- RECORDS SUPPLIED
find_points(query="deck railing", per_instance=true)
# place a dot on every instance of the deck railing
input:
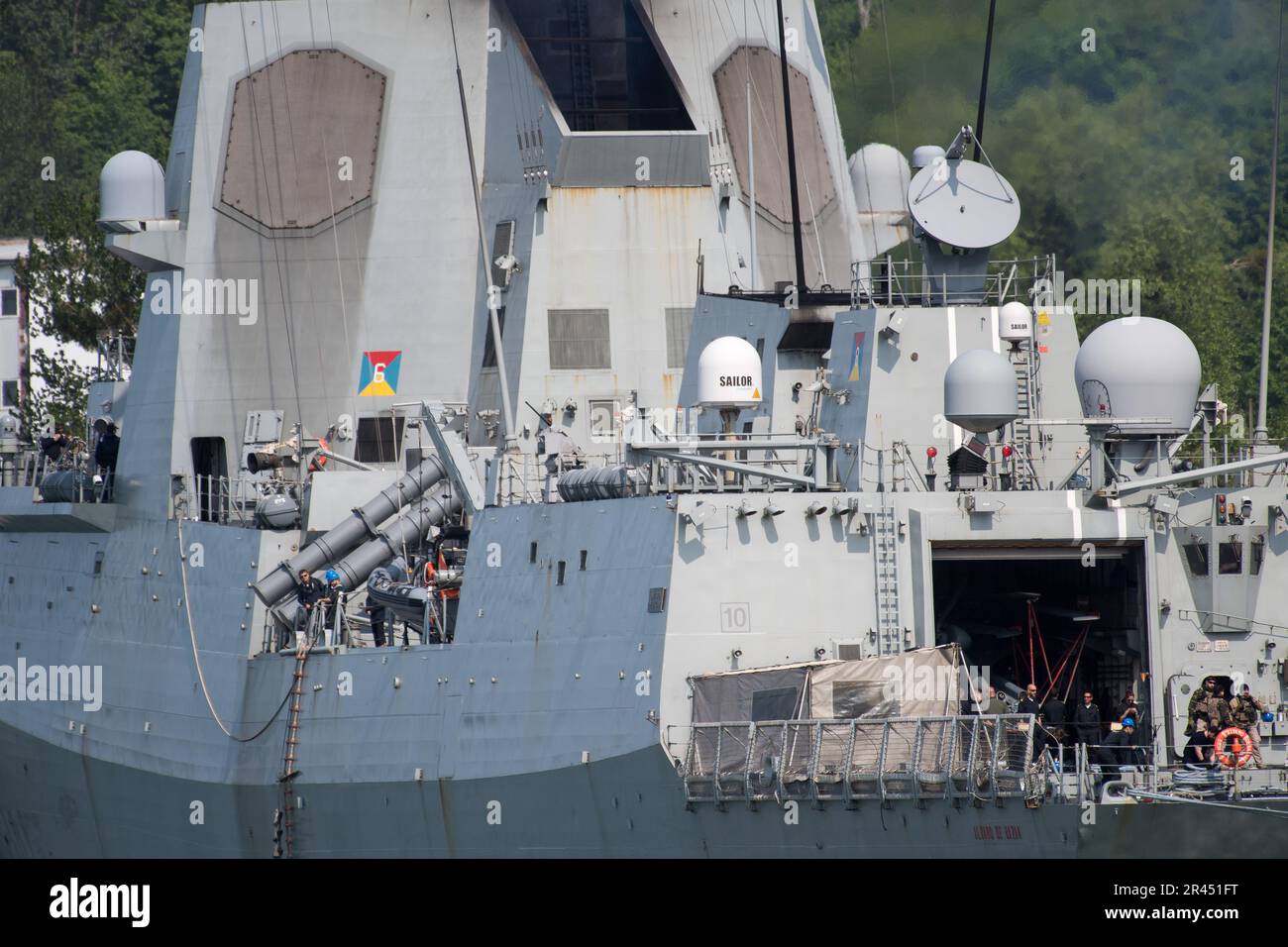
(851, 761)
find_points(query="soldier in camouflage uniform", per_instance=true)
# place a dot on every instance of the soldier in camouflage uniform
(1210, 703)
(1245, 711)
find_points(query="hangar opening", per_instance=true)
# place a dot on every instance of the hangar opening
(1051, 615)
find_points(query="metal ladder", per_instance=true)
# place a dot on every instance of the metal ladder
(1025, 399)
(283, 819)
(885, 536)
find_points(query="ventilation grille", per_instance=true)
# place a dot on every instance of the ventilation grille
(502, 245)
(679, 325)
(579, 339)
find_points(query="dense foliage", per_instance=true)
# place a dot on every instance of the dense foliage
(1119, 142)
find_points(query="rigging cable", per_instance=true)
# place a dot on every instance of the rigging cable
(196, 654)
(493, 320)
(277, 260)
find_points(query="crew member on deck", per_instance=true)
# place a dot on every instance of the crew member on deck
(1054, 715)
(1086, 720)
(1199, 751)
(1247, 711)
(334, 600)
(376, 616)
(104, 458)
(308, 592)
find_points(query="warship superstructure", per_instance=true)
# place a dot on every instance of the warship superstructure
(570, 334)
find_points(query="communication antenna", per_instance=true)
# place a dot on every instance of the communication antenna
(798, 245)
(983, 81)
(961, 202)
(1261, 433)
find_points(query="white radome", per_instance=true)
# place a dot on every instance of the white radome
(1016, 324)
(729, 373)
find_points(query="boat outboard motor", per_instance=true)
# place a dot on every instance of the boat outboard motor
(67, 486)
(277, 512)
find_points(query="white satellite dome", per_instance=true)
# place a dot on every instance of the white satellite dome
(1016, 324)
(729, 373)
(980, 390)
(132, 187)
(1138, 368)
(880, 175)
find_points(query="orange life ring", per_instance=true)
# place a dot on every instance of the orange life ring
(1239, 750)
(320, 459)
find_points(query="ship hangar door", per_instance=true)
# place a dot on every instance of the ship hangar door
(1085, 613)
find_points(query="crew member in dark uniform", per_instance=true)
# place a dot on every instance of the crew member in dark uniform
(1086, 720)
(1055, 715)
(1201, 751)
(308, 592)
(104, 458)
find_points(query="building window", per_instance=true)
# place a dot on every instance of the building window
(1231, 558)
(679, 325)
(378, 440)
(579, 339)
(1196, 556)
(488, 344)
(603, 420)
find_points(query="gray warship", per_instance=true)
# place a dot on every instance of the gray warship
(568, 334)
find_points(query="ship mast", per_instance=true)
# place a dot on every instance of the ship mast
(791, 158)
(983, 81)
(1261, 433)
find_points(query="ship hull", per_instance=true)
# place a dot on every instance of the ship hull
(56, 802)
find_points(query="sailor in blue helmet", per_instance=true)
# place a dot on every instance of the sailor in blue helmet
(1120, 751)
(1247, 711)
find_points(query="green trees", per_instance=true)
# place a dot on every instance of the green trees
(80, 80)
(1137, 136)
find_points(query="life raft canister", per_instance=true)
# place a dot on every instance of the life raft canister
(1233, 748)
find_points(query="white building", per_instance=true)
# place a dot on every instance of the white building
(18, 337)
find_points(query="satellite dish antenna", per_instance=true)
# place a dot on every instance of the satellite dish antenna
(964, 202)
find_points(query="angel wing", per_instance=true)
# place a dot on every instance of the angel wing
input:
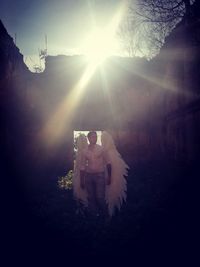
(116, 191)
(79, 194)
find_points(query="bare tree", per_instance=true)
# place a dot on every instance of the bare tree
(148, 22)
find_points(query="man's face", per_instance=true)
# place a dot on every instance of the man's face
(92, 139)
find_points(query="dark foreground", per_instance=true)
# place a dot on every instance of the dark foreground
(158, 222)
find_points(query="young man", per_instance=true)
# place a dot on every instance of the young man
(94, 162)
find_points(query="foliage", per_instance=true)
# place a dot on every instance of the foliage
(148, 22)
(65, 182)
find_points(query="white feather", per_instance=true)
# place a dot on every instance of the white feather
(116, 191)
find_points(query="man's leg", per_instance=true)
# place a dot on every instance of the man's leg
(100, 194)
(91, 191)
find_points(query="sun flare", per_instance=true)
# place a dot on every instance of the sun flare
(102, 43)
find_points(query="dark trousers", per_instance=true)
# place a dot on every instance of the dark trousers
(95, 186)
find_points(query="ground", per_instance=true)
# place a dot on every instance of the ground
(159, 218)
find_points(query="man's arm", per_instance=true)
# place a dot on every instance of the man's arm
(82, 171)
(82, 179)
(109, 169)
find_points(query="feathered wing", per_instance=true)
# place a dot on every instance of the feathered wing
(79, 194)
(116, 191)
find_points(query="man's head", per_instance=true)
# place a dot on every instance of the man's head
(92, 137)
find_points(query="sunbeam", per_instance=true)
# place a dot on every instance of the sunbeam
(60, 122)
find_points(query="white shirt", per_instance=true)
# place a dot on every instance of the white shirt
(94, 160)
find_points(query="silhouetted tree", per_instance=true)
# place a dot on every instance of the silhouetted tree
(148, 22)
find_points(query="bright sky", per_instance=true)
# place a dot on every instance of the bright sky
(67, 24)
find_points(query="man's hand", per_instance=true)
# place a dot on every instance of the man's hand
(108, 178)
(82, 184)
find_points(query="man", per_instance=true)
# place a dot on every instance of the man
(93, 179)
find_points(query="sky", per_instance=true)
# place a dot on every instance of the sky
(65, 22)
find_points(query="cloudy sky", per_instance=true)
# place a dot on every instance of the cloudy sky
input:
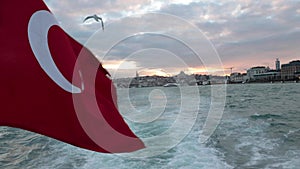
(184, 34)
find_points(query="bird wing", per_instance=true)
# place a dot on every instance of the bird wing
(88, 17)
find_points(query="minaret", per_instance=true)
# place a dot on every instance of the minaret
(277, 64)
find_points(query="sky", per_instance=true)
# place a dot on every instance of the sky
(163, 37)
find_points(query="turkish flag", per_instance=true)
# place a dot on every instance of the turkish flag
(52, 85)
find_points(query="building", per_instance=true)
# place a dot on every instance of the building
(253, 72)
(290, 71)
(277, 64)
(270, 76)
(236, 77)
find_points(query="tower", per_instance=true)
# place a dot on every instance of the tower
(277, 64)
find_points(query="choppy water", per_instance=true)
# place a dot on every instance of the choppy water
(260, 128)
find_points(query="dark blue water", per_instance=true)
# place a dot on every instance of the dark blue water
(260, 128)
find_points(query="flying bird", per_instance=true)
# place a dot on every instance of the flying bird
(96, 17)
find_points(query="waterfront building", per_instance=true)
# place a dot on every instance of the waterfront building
(236, 77)
(277, 64)
(253, 72)
(289, 71)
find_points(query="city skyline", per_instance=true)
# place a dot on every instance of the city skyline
(244, 33)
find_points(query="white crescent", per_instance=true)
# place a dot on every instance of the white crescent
(38, 27)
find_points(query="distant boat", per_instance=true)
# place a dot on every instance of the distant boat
(171, 85)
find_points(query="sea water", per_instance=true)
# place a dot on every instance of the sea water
(260, 128)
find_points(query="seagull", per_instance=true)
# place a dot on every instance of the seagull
(96, 17)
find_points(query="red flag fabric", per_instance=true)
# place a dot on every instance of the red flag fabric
(52, 85)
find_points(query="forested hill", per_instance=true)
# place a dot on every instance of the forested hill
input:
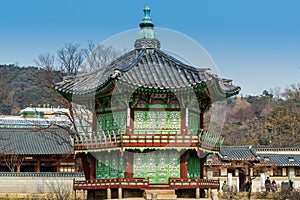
(22, 86)
(272, 118)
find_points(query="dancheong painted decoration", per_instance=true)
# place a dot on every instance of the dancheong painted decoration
(147, 128)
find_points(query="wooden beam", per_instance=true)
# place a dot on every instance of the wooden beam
(85, 165)
(183, 165)
(129, 165)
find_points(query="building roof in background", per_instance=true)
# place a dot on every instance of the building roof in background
(231, 153)
(35, 141)
(262, 155)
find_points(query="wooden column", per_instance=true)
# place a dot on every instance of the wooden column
(85, 165)
(93, 168)
(108, 193)
(129, 165)
(183, 121)
(94, 123)
(183, 166)
(120, 193)
(201, 120)
(38, 167)
(201, 159)
(58, 165)
(130, 121)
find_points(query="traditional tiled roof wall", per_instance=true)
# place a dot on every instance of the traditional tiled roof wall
(288, 156)
(27, 141)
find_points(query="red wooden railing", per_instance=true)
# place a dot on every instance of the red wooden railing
(174, 183)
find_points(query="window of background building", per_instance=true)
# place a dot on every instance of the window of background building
(231, 170)
(216, 173)
(297, 172)
(277, 172)
(257, 172)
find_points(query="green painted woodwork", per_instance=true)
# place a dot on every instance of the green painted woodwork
(193, 164)
(110, 165)
(193, 123)
(157, 120)
(212, 140)
(112, 123)
(157, 165)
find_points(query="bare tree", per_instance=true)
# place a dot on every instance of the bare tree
(45, 61)
(70, 58)
(99, 56)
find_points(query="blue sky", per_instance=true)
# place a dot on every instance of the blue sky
(256, 43)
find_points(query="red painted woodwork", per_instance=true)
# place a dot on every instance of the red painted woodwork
(183, 121)
(85, 165)
(183, 165)
(93, 168)
(129, 165)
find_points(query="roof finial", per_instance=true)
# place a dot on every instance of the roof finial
(146, 21)
(146, 36)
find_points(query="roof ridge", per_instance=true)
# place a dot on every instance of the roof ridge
(130, 66)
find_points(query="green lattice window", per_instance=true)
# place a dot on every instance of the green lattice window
(193, 123)
(193, 164)
(157, 165)
(157, 120)
(111, 121)
(110, 165)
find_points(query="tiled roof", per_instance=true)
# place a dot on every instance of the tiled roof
(279, 159)
(30, 141)
(285, 156)
(230, 153)
(146, 68)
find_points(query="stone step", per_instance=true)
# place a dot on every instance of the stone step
(160, 192)
(162, 197)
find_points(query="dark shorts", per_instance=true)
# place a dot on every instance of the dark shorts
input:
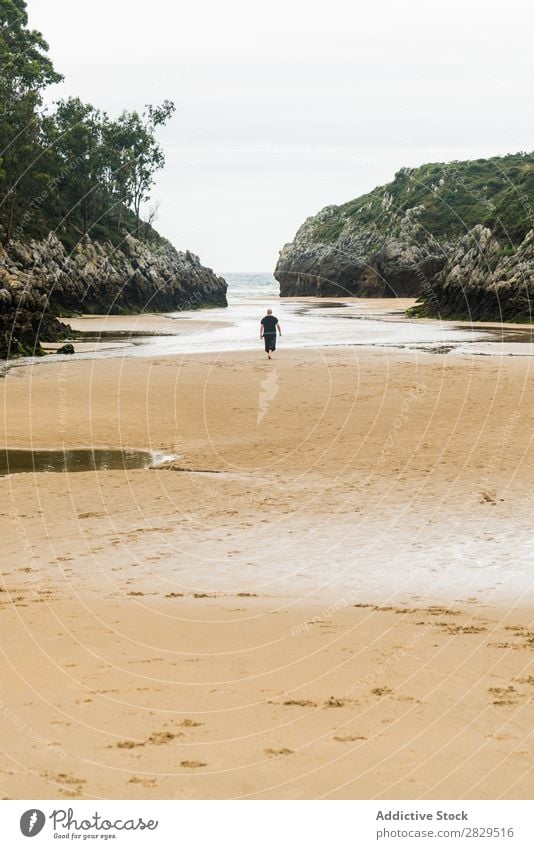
(270, 341)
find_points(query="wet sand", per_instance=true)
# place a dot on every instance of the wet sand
(327, 593)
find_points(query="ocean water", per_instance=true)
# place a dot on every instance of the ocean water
(250, 284)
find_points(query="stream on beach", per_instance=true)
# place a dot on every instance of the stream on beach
(305, 323)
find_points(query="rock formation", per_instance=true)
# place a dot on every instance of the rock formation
(39, 281)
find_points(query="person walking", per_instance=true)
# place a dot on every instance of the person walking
(268, 327)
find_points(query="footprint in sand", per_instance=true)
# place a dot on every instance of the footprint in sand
(144, 782)
(276, 752)
(348, 738)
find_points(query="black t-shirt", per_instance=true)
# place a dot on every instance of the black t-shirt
(269, 324)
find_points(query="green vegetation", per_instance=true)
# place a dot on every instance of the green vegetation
(446, 200)
(73, 170)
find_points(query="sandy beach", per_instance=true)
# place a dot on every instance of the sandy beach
(327, 592)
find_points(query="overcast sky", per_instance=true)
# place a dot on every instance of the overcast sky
(286, 106)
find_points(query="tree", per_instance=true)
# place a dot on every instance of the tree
(25, 71)
(140, 154)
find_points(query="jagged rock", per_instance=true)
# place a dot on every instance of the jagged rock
(40, 280)
(456, 234)
(484, 280)
(362, 262)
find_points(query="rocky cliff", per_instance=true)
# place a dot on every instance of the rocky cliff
(363, 260)
(436, 232)
(483, 279)
(39, 280)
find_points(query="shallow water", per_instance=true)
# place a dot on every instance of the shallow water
(14, 461)
(305, 323)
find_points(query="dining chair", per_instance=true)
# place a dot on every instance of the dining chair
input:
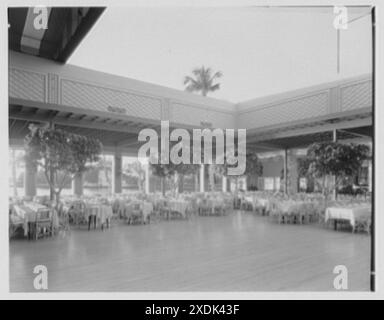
(43, 224)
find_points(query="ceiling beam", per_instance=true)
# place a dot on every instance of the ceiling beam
(311, 130)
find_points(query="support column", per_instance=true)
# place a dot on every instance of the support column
(29, 180)
(224, 184)
(78, 184)
(147, 178)
(196, 182)
(202, 178)
(52, 173)
(285, 160)
(292, 173)
(117, 173)
(334, 195)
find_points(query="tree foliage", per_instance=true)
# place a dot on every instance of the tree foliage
(202, 80)
(336, 159)
(60, 154)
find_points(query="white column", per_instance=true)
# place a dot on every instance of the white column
(147, 178)
(245, 183)
(117, 173)
(202, 178)
(224, 184)
(29, 180)
(77, 185)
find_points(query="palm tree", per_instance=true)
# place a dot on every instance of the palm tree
(203, 82)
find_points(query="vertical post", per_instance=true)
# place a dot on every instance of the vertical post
(285, 161)
(334, 139)
(147, 178)
(196, 182)
(245, 183)
(77, 184)
(29, 180)
(52, 174)
(224, 184)
(116, 173)
(202, 178)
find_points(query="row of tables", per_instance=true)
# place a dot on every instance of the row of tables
(355, 212)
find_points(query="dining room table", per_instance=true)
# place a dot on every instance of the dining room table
(25, 214)
(348, 212)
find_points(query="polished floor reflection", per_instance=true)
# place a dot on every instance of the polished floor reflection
(238, 252)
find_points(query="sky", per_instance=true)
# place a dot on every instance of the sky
(260, 51)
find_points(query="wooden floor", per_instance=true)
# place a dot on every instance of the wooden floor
(239, 252)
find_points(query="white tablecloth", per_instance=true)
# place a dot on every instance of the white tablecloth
(180, 206)
(348, 213)
(28, 211)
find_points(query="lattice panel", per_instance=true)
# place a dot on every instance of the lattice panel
(192, 115)
(219, 119)
(26, 85)
(182, 113)
(98, 98)
(356, 96)
(302, 108)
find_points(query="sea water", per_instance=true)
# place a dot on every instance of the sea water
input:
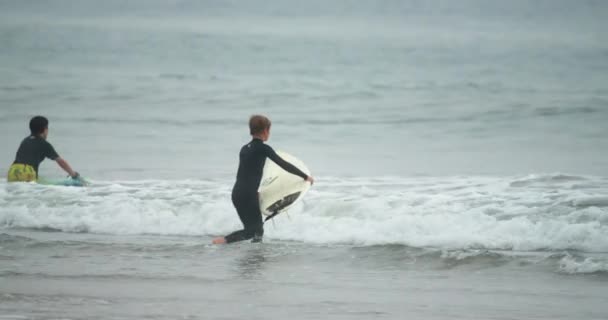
(459, 150)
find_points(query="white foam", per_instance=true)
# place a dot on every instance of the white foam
(446, 213)
(571, 265)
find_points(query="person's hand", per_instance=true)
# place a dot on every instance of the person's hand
(219, 240)
(311, 180)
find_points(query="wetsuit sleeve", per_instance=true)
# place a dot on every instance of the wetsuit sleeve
(270, 153)
(50, 152)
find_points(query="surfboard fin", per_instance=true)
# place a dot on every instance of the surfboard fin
(271, 216)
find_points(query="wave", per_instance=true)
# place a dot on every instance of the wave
(550, 213)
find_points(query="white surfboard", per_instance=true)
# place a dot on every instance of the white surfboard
(280, 190)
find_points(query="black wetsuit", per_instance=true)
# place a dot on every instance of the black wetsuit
(33, 150)
(245, 192)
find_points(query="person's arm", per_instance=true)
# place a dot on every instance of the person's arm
(270, 153)
(52, 154)
(66, 167)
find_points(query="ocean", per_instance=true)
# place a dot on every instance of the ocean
(459, 150)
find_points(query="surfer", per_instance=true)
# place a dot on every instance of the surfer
(245, 191)
(32, 151)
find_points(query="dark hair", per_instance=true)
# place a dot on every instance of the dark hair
(258, 123)
(38, 124)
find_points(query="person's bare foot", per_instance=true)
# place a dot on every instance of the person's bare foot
(219, 240)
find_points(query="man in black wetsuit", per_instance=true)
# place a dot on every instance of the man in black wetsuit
(245, 191)
(32, 150)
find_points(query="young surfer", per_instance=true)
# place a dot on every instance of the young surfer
(245, 191)
(32, 151)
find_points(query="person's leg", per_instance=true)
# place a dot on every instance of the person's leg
(249, 212)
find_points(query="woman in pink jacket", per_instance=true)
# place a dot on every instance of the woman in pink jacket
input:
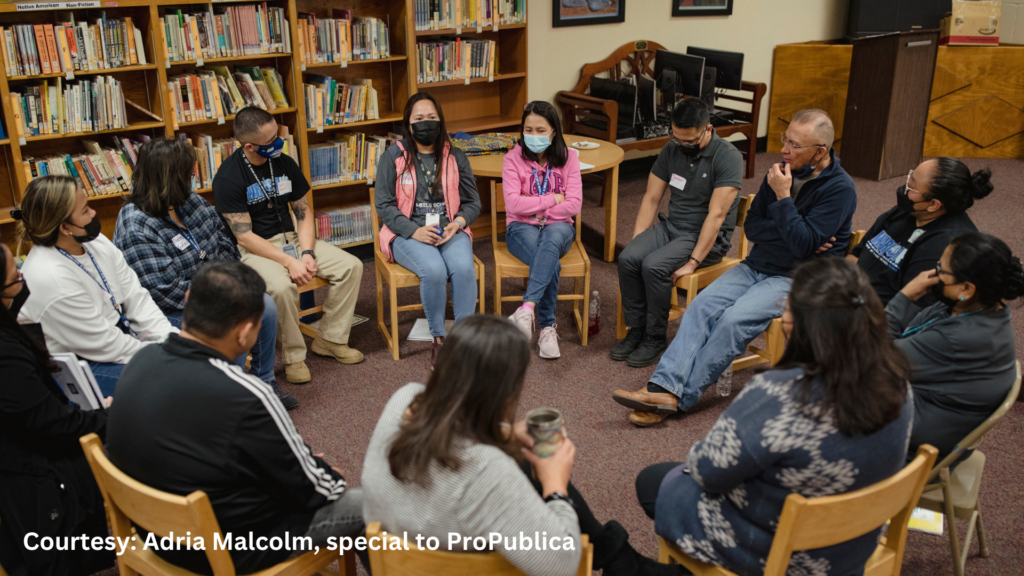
(543, 192)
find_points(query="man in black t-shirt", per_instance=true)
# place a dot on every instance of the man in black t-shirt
(253, 190)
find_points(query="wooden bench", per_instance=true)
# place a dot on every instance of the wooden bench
(638, 58)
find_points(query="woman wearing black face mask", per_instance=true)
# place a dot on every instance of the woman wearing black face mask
(86, 297)
(931, 208)
(46, 483)
(962, 350)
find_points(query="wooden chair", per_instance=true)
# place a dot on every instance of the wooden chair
(807, 524)
(576, 264)
(955, 495)
(420, 562)
(396, 276)
(129, 501)
(638, 58)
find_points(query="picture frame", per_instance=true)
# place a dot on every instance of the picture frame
(579, 12)
(701, 7)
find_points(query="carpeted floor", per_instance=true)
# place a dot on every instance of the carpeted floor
(338, 410)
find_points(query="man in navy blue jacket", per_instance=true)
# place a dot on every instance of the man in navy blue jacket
(803, 209)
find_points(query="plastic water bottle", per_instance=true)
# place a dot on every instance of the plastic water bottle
(595, 315)
(725, 381)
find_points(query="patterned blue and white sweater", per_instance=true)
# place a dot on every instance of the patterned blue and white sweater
(763, 448)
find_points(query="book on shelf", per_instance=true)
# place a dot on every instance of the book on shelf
(445, 14)
(69, 108)
(343, 38)
(351, 156)
(344, 225)
(100, 170)
(241, 30)
(331, 103)
(70, 46)
(456, 59)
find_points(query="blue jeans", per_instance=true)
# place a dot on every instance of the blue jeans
(262, 351)
(722, 320)
(436, 265)
(541, 248)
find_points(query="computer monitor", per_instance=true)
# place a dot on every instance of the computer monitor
(728, 65)
(689, 73)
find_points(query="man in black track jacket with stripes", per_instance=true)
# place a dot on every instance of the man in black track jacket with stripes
(186, 419)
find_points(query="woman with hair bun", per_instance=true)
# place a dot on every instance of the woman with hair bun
(930, 210)
(962, 348)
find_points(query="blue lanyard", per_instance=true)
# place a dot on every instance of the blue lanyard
(126, 326)
(916, 329)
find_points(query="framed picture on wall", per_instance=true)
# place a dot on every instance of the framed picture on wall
(701, 7)
(586, 12)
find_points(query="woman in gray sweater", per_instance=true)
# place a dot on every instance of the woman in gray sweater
(962, 350)
(442, 466)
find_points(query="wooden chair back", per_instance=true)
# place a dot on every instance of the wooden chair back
(416, 561)
(160, 512)
(815, 523)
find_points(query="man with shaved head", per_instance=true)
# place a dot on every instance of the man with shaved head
(803, 210)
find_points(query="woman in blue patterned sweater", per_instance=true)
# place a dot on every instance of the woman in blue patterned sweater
(833, 416)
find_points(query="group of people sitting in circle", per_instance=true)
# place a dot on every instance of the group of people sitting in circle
(904, 340)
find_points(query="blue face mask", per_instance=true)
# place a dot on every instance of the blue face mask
(537, 144)
(271, 150)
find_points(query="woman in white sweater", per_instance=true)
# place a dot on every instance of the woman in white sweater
(84, 294)
(442, 466)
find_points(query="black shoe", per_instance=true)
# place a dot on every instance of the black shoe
(648, 354)
(628, 345)
(287, 400)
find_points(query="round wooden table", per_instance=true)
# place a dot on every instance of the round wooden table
(604, 158)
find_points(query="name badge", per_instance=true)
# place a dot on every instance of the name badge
(180, 243)
(678, 181)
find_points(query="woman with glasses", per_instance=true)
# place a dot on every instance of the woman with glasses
(930, 210)
(962, 348)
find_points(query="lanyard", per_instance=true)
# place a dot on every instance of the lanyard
(124, 325)
(916, 329)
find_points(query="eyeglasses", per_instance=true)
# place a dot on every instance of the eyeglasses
(786, 140)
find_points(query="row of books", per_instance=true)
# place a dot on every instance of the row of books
(345, 225)
(330, 103)
(343, 38)
(70, 108)
(445, 14)
(243, 30)
(100, 170)
(70, 46)
(456, 59)
(351, 156)
(207, 94)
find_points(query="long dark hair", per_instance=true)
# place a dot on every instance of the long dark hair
(987, 262)
(474, 387)
(840, 339)
(163, 176)
(407, 132)
(557, 154)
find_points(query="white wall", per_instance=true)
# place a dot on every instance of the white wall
(556, 54)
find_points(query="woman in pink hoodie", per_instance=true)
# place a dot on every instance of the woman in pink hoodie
(543, 192)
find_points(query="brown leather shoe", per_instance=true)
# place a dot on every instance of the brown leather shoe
(643, 401)
(644, 419)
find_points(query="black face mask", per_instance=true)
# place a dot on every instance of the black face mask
(426, 131)
(91, 231)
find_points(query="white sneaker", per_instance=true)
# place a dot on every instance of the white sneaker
(523, 320)
(548, 342)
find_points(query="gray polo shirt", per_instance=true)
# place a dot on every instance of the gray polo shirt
(693, 179)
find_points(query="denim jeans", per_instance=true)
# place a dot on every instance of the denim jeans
(436, 265)
(262, 351)
(722, 320)
(541, 248)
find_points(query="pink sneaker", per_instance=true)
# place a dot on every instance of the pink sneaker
(548, 343)
(523, 319)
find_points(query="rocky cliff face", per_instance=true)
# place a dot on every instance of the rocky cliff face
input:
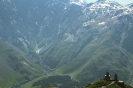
(71, 37)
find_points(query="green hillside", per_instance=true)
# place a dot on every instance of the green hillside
(15, 67)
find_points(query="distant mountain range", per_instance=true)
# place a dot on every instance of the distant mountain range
(71, 37)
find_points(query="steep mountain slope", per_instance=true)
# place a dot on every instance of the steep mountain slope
(70, 37)
(15, 67)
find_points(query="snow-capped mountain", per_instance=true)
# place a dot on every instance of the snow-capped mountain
(71, 35)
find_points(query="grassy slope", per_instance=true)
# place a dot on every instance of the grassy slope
(101, 83)
(15, 67)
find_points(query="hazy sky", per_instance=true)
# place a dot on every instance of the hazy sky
(124, 2)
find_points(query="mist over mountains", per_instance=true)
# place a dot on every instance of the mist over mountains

- EXERCISE AIM
Format the rows as a Markdown table with the columns Index and Entry. Start with the first line and go on through the line containing "(1051, 615)", including both. Number each line, skip blank lines, and leave the pictures out.

- COMPLETE OUTPUT
| Index | Entry |
|---|---|
| 1 | find_points(query="deck railing", per_instance=true) |
| 2 | # place a dot on every instance of the deck railing |
| 3 | input: |
| 4 | (851, 761) |
| 5 | find_points(query="soldier in camouflage uniform", per_instance=true) |
| 6 | # place a dot on every instance of the soldier in camouflage uniform |
| 7 | (1210, 703) |
| 8 | (1245, 711) |
| 9 | find_points(query="hangar opening", per_instance=true) |
| 10 | # place a dot on every instance of the hangar opening |
| 11 | (1051, 615) |